Instrução 1: De acordo com o texto sobre o ISIS e a profecia bíblica, que parcela da população da Península Ibérica havia se convertido ao islamismo ao final do período de conquista?

Trecho fornecido:
- - - - - - -

O ISIS aparece na profecia bíblica?

As perguntas são as mesmas, mudando apenas seus protagonistas. Será o ISIS o cumprimento das profecias bíblicas? Estaremos na iminência de uma invasão islâmica mundial? Será o anticristo alguém de barba e turbante casado com um harém de mulheres vestidas de burca? Se a Internet tivesse sido inventada há mais de mil anos, quando começou a invasão moura da Europa, teríamos vídeos sensacionalistas de cristãos alertando sobre a invasão muçulmana como o cumprimento das profecias. No final daquele período de conquista que durou mais de mil anos, cerca de 75% da população da Península Ibérica havia se convertido ao islamismo.

Mas não é apenas de invasões religiosas que vivem os conspiratórios do Youtube. Se você vivesse na Idade Média e fosse chegado em uma catástrofe biológica, então poderia assistir centenas de vídeos “provando” que a peste negra que se alastrou pelo mundo seria o quinto anjo de Apocalipse 16 derramando sua taça de malignidade. Afinal, que coisa mais apocalíptica poderia existir do que uma praga que matou um terço da população da Europa? E hoje ainda tem gente que usa o vídeo-terror-profético para falar do Zika!

Avance alguns séculos e lá está outra praga de proporções bíblicas se cumprindo no final da Primeira Guerra Mundial, isto se você não achar que a própria guerra já tenha sido o Armagedom, como muitos na época achavam. Estou falando da gripe espanhola que se alastrou pelo mundo e ceifou a vida de quase cem milhões de pessoas. Acha pouco? Que tal a Segunda Guerra e todas as outras que se seguiram? Ou a enorme lista de terremotos, tsunamis e enchentes que são presença constante no calendário da Terra desde o Dilúvio universal?

- - - - - - -

Instrução 2: Troque "white curtain" por "white drape" nos registros, a partir da linha que contém "TARGET = white curtain" e até o fim dos registros, incluindo as duas pontas. Reescreva somente essas linhas, mantendo todo o resto igual.

Listagem de dados:
- - - - - - -

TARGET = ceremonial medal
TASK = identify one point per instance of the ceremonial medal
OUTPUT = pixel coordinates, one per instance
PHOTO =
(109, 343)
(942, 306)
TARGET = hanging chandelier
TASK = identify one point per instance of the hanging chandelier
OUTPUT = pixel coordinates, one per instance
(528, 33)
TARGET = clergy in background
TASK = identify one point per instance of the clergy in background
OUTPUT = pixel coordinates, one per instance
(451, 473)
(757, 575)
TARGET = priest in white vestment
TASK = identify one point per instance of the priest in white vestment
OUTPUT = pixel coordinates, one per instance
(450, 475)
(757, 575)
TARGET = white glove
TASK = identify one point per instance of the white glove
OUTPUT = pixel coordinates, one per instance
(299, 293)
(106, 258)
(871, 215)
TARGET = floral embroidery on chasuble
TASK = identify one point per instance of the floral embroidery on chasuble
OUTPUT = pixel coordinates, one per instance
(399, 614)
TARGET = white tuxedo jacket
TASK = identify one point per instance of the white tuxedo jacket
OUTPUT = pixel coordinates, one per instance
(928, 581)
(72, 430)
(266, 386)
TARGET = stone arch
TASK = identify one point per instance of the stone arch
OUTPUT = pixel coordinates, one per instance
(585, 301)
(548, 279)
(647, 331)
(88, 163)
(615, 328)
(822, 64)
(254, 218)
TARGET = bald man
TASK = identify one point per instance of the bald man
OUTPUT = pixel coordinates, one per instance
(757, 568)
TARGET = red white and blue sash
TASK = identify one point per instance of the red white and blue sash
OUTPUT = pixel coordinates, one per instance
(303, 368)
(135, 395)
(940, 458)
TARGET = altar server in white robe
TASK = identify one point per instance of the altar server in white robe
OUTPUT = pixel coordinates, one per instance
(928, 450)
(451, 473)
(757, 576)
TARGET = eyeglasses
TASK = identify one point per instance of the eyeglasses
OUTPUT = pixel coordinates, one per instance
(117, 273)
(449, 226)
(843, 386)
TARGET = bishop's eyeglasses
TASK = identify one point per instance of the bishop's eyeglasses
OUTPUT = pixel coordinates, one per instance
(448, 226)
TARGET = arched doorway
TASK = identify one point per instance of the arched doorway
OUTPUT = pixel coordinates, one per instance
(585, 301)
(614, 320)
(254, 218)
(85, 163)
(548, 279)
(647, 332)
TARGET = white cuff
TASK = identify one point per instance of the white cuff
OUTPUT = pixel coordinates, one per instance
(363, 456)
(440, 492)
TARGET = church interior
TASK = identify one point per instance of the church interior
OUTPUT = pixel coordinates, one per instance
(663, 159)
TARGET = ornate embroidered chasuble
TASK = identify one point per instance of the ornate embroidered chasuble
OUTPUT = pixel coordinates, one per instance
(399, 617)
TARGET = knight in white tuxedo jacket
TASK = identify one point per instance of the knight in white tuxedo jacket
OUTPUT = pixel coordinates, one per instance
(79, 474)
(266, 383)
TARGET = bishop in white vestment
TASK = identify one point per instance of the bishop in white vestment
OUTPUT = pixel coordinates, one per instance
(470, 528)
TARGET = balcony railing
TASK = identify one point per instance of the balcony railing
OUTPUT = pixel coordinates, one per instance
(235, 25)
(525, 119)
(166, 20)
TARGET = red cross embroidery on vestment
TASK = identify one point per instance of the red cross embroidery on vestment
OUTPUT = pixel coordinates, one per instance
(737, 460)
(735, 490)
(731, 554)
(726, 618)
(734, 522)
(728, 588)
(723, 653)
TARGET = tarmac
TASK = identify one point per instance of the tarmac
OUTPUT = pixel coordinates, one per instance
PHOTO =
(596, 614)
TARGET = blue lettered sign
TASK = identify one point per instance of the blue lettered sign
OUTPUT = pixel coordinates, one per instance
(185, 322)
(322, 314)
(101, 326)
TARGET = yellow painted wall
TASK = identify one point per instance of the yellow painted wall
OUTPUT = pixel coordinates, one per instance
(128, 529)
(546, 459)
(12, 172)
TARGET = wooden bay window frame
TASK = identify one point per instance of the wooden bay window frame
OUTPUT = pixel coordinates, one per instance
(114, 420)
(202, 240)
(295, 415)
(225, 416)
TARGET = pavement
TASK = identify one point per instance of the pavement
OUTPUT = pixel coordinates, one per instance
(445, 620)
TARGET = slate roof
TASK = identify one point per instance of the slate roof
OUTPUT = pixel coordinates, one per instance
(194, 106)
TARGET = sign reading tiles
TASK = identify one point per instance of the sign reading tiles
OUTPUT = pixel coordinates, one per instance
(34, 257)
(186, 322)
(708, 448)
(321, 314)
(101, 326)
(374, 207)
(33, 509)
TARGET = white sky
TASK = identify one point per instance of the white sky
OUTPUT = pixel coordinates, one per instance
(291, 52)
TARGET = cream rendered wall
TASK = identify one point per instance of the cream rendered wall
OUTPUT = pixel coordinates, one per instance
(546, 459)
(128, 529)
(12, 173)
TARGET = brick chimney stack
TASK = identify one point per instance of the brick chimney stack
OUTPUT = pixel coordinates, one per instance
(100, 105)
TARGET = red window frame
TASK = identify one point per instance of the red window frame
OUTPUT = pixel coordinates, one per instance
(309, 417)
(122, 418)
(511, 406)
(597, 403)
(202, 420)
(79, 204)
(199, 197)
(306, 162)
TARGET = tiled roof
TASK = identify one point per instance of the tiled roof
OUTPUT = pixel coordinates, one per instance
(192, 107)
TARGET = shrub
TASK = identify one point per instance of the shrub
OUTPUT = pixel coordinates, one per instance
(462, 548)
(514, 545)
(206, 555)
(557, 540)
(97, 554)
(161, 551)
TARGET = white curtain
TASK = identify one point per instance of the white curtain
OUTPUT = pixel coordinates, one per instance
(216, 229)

- - - - - - -

Resposta completa 1: Cerca de 75% da população.

Resposta completa 2:
TARGET = white drape
TASK = identify one point per instance of the white drape
OUTPUT = pixel coordinates, one per instance
(216, 229)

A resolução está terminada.